═════ Dataset content
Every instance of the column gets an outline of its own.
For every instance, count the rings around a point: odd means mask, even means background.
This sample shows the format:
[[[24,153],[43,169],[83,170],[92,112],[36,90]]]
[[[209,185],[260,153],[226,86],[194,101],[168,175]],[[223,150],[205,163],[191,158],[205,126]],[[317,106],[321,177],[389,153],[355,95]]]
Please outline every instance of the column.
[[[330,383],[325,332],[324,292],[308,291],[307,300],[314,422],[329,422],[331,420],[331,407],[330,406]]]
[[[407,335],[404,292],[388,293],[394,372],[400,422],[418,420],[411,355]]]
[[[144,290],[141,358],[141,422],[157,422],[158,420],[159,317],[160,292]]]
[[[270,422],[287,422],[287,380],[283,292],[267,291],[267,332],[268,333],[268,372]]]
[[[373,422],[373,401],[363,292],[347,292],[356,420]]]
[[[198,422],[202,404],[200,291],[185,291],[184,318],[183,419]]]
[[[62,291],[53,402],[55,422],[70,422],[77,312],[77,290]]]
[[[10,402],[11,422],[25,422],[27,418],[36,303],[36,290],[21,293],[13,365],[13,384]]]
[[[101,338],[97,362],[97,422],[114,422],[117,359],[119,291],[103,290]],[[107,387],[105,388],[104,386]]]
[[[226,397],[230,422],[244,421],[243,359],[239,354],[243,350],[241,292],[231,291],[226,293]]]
══════════
(Request): Recast all the entries above as a JSON list of strings, with one string for each line and blank lines left out.

(Task solution):
[
  "Every instance of the column gets an outline of its own.",
  "For every instance, count the rings around a point: odd means mask, even means background.",
  "This sample shows the format:",
  "[[[24,153],[43,169],[83,170],[92,112],[36,90]]]",
  "[[[209,185],[260,153],[226,86],[194,101],[168,175]],[[223,150],[205,163],[191,158],[205,126]],[[317,106],[321,177],[389,153],[355,95]]]",
  "Please outline every instance of the column.",
  "[[[330,383],[325,332],[324,292],[308,291],[307,300],[314,422],[329,422],[331,420],[331,407],[330,406]]]",
  "[[[407,335],[404,292],[388,293],[394,372],[400,422],[418,420],[411,355]]]",
  "[[[144,290],[141,358],[141,422],[157,422],[158,420],[159,317],[160,292]]]",
  "[[[270,422],[287,422],[287,380],[283,292],[267,291],[267,332],[268,333],[268,372]]]",
  "[[[373,422],[373,401],[363,292],[347,292],[356,420]]]",
  "[[[198,422],[202,404],[200,291],[185,291],[184,318],[183,419]]]",
  "[[[62,291],[53,402],[55,422],[70,422],[77,312],[77,290]]]",
  "[[[10,402],[11,422],[25,422],[27,418],[36,303],[36,290],[21,293],[13,365],[13,384]]]",
  "[[[101,338],[97,362],[97,422],[114,422],[117,359],[119,291],[103,290]],[[107,387],[105,388],[104,386]]]",
  "[[[226,397],[230,422],[244,421],[243,359],[239,354],[243,350],[241,292],[231,291],[226,293]]]"
]